항목의 첫 줄부터 "[[167,329],[206,269],[114,222],[72,330]]" 문자열이 들어 있는 줄까지 모든 줄을 번호 매긴 목록으로 옮기고, 빈 줄은 제외하세요.

원시 항목
====

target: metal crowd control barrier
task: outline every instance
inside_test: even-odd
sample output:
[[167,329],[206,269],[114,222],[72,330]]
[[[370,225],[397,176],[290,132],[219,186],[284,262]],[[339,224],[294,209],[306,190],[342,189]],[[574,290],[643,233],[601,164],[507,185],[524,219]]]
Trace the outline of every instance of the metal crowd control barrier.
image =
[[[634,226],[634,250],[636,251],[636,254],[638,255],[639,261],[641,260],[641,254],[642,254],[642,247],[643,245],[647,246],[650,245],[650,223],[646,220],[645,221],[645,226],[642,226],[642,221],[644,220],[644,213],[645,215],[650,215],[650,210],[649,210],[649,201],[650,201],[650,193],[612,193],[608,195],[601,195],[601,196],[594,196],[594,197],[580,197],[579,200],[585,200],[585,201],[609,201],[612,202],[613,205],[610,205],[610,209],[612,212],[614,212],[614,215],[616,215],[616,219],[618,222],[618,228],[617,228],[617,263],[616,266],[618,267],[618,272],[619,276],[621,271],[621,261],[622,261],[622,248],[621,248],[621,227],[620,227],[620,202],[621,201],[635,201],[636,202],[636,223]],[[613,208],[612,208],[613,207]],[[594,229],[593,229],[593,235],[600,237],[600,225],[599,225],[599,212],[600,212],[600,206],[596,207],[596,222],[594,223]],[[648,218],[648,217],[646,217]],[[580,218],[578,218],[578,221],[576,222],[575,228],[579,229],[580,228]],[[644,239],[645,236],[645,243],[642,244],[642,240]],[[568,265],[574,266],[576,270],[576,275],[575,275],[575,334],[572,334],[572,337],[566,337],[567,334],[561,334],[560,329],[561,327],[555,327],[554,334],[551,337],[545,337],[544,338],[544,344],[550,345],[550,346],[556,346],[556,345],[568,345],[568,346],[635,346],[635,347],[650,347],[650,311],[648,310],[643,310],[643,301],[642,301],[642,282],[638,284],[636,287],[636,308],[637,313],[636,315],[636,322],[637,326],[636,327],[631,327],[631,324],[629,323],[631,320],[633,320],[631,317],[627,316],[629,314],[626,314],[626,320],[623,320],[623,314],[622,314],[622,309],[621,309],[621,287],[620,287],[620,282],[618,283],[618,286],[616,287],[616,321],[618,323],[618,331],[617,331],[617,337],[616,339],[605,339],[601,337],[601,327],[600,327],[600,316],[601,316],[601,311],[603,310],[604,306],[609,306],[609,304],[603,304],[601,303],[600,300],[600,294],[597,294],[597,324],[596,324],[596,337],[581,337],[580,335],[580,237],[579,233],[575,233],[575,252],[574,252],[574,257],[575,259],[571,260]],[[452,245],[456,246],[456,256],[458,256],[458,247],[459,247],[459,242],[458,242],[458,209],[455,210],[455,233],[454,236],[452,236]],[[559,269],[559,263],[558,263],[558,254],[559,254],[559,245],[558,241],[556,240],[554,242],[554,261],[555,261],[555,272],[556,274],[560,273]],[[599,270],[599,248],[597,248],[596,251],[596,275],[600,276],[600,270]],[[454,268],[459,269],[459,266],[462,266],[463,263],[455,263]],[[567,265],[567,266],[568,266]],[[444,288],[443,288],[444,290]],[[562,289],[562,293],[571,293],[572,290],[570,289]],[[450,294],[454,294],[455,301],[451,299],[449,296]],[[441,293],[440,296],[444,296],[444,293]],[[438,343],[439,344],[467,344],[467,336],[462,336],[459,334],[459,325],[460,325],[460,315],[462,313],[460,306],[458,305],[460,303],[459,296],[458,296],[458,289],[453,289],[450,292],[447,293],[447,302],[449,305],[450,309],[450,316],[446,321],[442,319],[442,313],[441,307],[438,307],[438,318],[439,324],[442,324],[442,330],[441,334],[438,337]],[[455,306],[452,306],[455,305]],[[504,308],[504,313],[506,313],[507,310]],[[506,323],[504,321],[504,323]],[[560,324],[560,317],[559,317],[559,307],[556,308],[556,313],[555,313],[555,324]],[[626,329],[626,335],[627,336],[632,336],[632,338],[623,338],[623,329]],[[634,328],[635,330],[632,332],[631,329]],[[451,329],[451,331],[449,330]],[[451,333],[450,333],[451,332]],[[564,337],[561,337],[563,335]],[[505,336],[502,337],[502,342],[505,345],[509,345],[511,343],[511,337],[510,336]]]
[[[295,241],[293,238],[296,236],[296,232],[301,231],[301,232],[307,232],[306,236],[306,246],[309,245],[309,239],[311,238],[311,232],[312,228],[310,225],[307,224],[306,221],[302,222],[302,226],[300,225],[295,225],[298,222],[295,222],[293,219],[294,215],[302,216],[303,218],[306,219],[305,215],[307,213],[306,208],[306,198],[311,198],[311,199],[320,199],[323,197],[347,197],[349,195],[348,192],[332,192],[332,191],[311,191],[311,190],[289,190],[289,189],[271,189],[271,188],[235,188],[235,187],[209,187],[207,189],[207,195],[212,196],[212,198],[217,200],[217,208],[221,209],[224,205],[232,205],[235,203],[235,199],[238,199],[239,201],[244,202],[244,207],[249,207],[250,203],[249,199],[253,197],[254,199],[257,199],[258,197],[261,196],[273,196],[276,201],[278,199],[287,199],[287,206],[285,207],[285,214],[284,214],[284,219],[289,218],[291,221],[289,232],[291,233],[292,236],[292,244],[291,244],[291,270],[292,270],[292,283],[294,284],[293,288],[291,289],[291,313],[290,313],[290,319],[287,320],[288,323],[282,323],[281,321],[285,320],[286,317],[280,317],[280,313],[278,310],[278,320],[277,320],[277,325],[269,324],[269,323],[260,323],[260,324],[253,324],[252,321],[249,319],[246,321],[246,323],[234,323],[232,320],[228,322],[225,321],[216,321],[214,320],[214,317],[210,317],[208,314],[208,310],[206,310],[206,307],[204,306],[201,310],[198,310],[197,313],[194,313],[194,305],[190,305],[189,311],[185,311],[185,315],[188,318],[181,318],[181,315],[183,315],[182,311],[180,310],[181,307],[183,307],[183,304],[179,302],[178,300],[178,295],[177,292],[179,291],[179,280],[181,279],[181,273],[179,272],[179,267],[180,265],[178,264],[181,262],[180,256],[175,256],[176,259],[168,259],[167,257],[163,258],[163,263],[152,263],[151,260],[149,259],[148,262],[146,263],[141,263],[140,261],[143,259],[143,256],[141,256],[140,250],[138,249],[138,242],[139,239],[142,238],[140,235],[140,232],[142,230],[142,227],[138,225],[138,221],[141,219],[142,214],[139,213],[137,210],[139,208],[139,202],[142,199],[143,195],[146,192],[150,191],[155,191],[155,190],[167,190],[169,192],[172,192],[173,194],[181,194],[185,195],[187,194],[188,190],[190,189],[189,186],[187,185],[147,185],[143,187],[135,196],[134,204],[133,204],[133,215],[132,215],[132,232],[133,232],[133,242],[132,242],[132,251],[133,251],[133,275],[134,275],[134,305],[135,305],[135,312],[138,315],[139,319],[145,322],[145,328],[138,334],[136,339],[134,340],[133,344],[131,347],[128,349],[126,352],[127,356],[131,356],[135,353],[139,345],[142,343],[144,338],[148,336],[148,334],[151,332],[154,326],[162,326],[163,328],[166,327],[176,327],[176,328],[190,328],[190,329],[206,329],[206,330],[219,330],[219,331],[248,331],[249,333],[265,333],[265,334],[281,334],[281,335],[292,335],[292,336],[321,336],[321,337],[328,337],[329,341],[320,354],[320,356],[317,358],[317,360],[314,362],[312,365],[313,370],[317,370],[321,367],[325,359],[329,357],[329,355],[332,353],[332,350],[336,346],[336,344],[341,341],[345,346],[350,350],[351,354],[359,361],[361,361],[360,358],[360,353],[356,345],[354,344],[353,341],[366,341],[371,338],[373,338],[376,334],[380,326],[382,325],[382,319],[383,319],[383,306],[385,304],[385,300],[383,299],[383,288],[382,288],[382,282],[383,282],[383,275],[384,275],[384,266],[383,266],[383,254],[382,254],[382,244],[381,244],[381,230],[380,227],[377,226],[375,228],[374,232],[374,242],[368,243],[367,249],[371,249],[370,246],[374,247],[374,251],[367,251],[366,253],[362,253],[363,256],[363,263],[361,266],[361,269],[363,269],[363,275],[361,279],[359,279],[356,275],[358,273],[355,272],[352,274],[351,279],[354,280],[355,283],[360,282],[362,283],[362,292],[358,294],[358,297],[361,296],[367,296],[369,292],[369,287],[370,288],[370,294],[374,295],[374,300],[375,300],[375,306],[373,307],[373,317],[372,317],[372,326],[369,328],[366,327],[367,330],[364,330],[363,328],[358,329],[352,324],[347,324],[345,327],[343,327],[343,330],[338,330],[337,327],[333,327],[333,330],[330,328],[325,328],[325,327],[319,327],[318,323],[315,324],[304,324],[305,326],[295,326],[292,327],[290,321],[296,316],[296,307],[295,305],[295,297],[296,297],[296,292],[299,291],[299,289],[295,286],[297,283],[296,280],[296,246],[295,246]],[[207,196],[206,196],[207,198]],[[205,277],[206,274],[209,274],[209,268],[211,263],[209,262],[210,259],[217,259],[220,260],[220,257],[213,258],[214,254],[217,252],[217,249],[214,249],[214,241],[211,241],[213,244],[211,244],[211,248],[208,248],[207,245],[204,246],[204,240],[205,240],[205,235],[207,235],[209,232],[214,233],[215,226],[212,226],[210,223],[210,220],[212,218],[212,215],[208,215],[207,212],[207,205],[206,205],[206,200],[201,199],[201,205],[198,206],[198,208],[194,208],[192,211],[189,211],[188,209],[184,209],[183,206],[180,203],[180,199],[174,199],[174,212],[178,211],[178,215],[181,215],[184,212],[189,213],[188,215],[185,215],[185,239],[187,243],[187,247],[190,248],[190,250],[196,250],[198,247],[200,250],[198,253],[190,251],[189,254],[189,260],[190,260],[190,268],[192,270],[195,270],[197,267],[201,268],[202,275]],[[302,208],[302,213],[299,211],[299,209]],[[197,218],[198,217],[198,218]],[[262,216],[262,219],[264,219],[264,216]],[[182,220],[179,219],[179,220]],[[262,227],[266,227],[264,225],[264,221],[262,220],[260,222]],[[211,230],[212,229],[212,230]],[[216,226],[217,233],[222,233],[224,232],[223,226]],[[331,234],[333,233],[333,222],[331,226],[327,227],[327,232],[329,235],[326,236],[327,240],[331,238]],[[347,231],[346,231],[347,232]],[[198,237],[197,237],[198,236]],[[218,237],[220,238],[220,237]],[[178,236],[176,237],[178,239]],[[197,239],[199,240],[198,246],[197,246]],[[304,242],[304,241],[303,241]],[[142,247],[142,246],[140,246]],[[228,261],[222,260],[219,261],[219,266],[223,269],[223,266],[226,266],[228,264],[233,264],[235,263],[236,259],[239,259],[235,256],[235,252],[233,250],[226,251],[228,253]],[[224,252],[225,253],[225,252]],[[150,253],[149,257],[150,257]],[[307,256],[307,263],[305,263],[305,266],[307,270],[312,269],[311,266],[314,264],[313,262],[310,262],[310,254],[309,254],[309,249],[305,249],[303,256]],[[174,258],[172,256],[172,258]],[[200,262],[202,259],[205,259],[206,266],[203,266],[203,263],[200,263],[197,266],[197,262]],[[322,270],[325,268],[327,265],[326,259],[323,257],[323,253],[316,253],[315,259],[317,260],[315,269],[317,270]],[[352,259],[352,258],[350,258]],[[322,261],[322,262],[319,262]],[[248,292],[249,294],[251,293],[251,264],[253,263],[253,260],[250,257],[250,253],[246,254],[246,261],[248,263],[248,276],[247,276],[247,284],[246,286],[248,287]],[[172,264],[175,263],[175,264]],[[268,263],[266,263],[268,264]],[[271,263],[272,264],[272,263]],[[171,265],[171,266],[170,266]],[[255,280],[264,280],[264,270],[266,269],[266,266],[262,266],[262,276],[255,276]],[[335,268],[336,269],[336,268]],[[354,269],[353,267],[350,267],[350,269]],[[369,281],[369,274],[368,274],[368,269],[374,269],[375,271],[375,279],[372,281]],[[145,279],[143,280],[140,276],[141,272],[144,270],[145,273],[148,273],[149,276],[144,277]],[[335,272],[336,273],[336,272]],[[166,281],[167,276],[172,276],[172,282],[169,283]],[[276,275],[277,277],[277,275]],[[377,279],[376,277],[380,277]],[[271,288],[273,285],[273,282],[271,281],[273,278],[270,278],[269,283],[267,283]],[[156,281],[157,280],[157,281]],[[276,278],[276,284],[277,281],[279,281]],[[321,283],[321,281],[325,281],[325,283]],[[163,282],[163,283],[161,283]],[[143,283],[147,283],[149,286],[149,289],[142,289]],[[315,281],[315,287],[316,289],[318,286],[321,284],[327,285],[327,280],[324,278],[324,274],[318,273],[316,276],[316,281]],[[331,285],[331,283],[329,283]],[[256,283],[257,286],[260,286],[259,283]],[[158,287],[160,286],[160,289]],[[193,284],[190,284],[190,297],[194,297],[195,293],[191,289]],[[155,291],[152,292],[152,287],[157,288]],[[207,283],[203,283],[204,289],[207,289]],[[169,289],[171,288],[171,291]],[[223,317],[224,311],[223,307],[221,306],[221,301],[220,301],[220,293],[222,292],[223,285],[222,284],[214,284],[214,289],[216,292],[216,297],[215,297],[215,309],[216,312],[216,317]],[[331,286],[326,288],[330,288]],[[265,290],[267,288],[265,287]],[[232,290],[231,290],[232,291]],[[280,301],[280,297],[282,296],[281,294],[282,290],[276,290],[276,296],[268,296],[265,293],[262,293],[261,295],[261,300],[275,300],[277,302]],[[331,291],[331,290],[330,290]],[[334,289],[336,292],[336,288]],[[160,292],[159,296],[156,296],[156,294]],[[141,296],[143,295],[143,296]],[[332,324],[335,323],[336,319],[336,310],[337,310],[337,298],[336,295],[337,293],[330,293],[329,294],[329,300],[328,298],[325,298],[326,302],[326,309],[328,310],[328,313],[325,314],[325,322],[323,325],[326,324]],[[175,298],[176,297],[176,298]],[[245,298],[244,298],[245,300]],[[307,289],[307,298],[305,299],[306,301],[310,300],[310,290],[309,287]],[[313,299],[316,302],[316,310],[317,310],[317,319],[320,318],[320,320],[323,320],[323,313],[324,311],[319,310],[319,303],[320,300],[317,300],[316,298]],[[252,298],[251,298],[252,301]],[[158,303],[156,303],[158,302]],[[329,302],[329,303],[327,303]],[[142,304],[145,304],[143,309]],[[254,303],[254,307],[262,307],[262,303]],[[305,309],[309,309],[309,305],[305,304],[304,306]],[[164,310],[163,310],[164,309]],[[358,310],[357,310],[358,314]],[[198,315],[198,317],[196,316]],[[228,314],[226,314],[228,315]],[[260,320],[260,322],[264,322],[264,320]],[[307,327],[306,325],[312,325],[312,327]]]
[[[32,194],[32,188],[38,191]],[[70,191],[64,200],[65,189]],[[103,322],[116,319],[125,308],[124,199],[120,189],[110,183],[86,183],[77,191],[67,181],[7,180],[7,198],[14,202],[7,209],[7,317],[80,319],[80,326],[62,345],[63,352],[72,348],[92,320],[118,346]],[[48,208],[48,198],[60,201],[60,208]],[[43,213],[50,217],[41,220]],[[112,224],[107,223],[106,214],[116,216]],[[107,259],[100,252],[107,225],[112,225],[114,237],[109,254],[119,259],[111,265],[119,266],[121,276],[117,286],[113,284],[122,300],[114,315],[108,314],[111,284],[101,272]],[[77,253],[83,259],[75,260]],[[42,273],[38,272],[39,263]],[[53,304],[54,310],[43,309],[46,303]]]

====

■ 과제 답안:
1. target: metal crowd control barrier
2. task: outline every instance
3. inside_test: even-odd
4. sample output:
5. [[167,329],[206,269],[114,222],[72,330]]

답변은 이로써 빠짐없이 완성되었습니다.